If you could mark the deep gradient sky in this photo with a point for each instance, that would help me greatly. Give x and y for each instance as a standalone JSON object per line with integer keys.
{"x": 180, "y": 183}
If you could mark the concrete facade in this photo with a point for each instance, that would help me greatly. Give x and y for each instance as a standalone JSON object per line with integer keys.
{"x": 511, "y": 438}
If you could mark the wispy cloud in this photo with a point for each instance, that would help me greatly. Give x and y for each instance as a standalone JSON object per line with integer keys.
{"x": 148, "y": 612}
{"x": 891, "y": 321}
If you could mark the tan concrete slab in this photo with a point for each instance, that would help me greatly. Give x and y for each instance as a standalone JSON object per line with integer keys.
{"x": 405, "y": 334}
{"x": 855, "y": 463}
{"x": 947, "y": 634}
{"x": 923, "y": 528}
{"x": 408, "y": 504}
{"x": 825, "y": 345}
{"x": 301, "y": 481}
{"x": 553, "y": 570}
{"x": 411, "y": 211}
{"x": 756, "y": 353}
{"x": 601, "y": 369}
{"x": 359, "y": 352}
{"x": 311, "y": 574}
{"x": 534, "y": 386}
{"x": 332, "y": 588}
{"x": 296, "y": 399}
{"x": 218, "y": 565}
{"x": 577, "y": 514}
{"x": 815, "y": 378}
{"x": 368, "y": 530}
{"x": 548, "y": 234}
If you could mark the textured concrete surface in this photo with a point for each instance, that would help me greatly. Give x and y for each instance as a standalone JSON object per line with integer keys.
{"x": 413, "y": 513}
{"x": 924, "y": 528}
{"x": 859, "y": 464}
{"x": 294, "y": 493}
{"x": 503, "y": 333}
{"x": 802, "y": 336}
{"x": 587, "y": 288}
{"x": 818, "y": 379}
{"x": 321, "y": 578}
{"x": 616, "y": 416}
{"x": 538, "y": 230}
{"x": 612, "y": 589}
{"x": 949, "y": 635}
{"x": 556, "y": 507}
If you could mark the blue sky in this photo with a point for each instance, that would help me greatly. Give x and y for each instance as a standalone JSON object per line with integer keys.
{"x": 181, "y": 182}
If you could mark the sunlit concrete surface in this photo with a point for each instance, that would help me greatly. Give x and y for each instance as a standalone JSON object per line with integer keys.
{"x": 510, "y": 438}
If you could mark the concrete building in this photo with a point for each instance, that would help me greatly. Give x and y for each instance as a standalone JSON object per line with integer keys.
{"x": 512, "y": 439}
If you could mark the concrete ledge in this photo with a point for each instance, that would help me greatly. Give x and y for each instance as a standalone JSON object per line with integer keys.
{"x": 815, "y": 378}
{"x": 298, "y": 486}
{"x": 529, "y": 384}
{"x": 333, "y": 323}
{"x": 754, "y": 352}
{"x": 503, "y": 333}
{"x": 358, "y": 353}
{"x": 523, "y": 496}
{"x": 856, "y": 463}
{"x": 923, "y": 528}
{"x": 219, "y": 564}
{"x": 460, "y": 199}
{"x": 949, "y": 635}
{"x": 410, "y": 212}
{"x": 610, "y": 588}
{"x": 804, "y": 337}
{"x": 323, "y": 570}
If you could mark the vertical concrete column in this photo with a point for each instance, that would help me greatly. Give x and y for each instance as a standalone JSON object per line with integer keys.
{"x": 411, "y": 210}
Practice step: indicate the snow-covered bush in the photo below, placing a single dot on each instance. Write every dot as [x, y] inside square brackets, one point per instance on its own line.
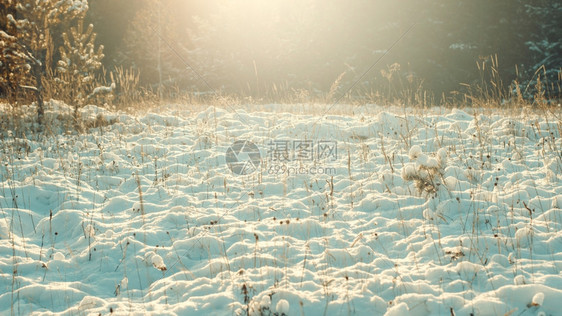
[426, 171]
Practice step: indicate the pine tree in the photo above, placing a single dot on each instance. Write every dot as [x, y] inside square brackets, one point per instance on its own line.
[79, 60]
[31, 31]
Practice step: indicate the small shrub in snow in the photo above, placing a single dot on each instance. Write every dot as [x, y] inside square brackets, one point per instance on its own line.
[426, 171]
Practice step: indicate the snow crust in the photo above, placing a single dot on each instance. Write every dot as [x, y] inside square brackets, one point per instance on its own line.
[144, 216]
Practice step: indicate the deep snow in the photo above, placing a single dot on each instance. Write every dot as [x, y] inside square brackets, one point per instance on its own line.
[419, 213]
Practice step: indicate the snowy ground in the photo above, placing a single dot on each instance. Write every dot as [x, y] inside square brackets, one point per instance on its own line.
[145, 215]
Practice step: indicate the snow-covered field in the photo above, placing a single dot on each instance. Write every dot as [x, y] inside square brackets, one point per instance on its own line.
[382, 210]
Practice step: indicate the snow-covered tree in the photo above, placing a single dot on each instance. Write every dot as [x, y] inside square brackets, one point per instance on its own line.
[31, 28]
[79, 60]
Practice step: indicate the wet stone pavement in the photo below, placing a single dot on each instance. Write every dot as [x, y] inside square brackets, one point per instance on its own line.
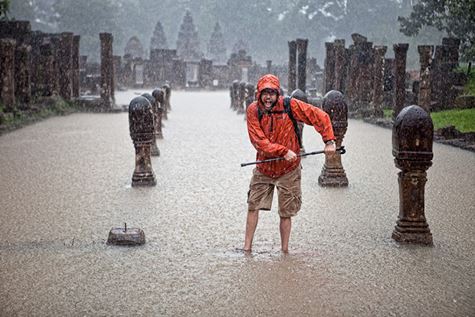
[66, 181]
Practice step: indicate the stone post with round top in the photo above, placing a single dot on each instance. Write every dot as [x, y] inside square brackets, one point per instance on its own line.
[333, 174]
[142, 134]
[412, 150]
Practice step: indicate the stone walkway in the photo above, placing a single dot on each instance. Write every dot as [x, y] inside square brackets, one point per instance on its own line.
[65, 182]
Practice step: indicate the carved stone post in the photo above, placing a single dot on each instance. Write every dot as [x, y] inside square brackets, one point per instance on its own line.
[107, 69]
[424, 98]
[159, 96]
[154, 151]
[333, 174]
[400, 54]
[329, 67]
[292, 84]
[75, 67]
[142, 134]
[302, 63]
[23, 75]
[65, 64]
[412, 150]
[340, 62]
[378, 81]
[7, 73]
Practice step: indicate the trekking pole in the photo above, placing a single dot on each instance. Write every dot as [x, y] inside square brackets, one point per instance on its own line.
[340, 150]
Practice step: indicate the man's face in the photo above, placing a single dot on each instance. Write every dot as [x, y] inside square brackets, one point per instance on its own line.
[268, 97]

****

Every entry above needs to be retyped exactly; drop the pictures.

### Expected answer
If you could mark the deep gradient sky in this photo with a point for each instance, that would help me greatly. Give x and y for each instance as a standalone JSON object per line with integer keys.
{"x": 180, "y": 183}
If you could mark the concrete facade in this photo with a point for each instance, that would help me greatly. Give x and y for each instance as a standalone JSON object per line with integer keys.
{"x": 511, "y": 438}
If you could mark the wispy cloud in this photo with a point for each instance, that would help me greatly. Give x and y for each instance as a standalone JSON object per line with integer keys.
{"x": 148, "y": 612}
{"x": 891, "y": 321}
If you could mark the tan concrete slab in this photo with a point for each instance, that would help me greatly. Give x and y for each instance as a standalone JSON object per line with integer keys.
{"x": 405, "y": 334}
{"x": 855, "y": 463}
{"x": 947, "y": 634}
{"x": 923, "y": 528}
{"x": 408, "y": 504}
{"x": 825, "y": 345}
{"x": 301, "y": 481}
{"x": 553, "y": 570}
{"x": 411, "y": 211}
{"x": 756, "y": 353}
{"x": 601, "y": 369}
{"x": 359, "y": 352}
{"x": 311, "y": 574}
{"x": 534, "y": 386}
{"x": 332, "y": 588}
{"x": 296, "y": 399}
{"x": 218, "y": 565}
{"x": 577, "y": 514}
{"x": 815, "y": 378}
{"x": 368, "y": 530}
{"x": 548, "y": 234}
If you could mark the textured concrete surface in this photo with a point for each instance, that would help me greatly. Give x and y for each instance as a standalone JSON object per line with integer keys.
{"x": 413, "y": 513}
{"x": 924, "y": 528}
{"x": 859, "y": 464}
{"x": 294, "y": 493}
{"x": 503, "y": 333}
{"x": 802, "y": 336}
{"x": 587, "y": 288}
{"x": 818, "y": 379}
{"x": 321, "y": 578}
{"x": 616, "y": 416}
{"x": 538, "y": 230}
{"x": 612, "y": 589}
{"x": 949, "y": 635}
{"x": 556, "y": 507}
If you could mark the blue sky in this photo with a point for each instance, that would help me greatly. Give x and y for each instance as a standalone JSON object per line with integer keys.
{"x": 181, "y": 182}
If you could mark the sunlit concrete surface in this photo with a point for each instance, that would help me greatly. Give x and y for each instance as a standalone JSON object per line with integer keys.
{"x": 510, "y": 438}
If you could mark the concrete building in this photo with a point for each instance, that would help me greatly. Give x and y for each instance as a standalone JSON object per line with integer keys.
{"x": 512, "y": 439}
If you could mark the concrete ledge in this photo with a point for each instance, that would help me greatly. Give x and y for each instance as a standalone JSON object per line with integer keys.
{"x": 815, "y": 378}
{"x": 298, "y": 486}
{"x": 529, "y": 384}
{"x": 333, "y": 323}
{"x": 754, "y": 352}
{"x": 503, "y": 333}
{"x": 358, "y": 353}
{"x": 523, "y": 496}
{"x": 856, "y": 463}
{"x": 923, "y": 528}
{"x": 219, "y": 564}
{"x": 460, "y": 199}
{"x": 949, "y": 635}
{"x": 410, "y": 212}
{"x": 610, "y": 588}
{"x": 804, "y": 337}
{"x": 323, "y": 570}
If you could mark the vertical concrete column in this photo with a point for each instance, that would help me greatly. Give x and y for each instance as a standalone JSON object per line with integer keys.
{"x": 411, "y": 210}
Practice step: indicate the snow-covered bush in the photo below, placing a single dot on each instance. Write every dot as [x, y] inside square brackets, one point per instance on its own line.
[426, 171]
Practice step: indicate the pine tree in the photo above, placing a single dot on each instance. Write every dot as [x, y] inside square brackets, one point per instance on its own line.
[79, 60]
[31, 31]
Practice step: indicate the small shrub in snow in the photo above, placing a single dot on each instance. Write every dot as [x, y] inside square brackets, one point per instance on its own line.
[426, 171]
Practice step: indicate the snow crust in the photo above, placing a single dot on each instance. Write every dot as [x, y] inside square brackets, one point per instance on its own line.
[144, 216]
Practice step: indicate the deep snow in the photo above, placing a single dot on each instance. Write every dot as [x, y] inside square brackets, one point per instance on its own line.
[419, 213]
Practice step: indicate the snowy ground in the photo above, placing a single dot on each instance. Write every dot as [x, y] inside square brackets, one point per instance on its own line.
[145, 215]
Practice step: indicate the snow-covered field in the photo above, placing a single dot on each instance. Write every dot as [x, y] inside square brackets, one point per instance on its own line.
[382, 210]
Practice step: indicate the snow-covered tree in the photo above, placing a single dot on each instance. Write every dot as [x, y] inside square brackets, one point per instance on its own line.
[31, 28]
[79, 60]
Practice step: indicate the wet stone pavement in the photo below, placing a single dot on each instance. Write every dot as [x, y] inside square brackets, one point per instance on its own line.
[66, 181]
Practice step: indicate the stone post with round top in the photo above, placing a single dot on each instance. Write every dot as [x, y] inside square brackets, one point per instance on its own line.
[333, 174]
[142, 134]
[412, 150]
Practice step: indicate the stone walkway in the photo above, placing a single dot on each instance. Write every dot as [x, y] inside square brackets, one point per instance on its own line.
[65, 182]
Practice step: indicate the carved stone post in the photo above, placing a single dot on each instance. Write every dot as [x, y] inside square brackets, one point per instance on its own line.
[107, 69]
[424, 98]
[159, 96]
[154, 151]
[333, 174]
[400, 54]
[329, 67]
[292, 84]
[75, 67]
[142, 134]
[302, 63]
[23, 75]
[65, 64]
[412, 150]
[340, 62]
[378, 81]
[7, 73]
Practice step: indicate the trekking pole in the photo above, placing a single dot on each instance. Write every dot as [x, y] inside square brackets, one point per instance on its own line.
[340, 150]
Practice step: indicate the man's face in the photo above, placing a single dot on each instance. Write every dot as [x, y] inside square brackets, one point per instance on its own line.
[268, 97]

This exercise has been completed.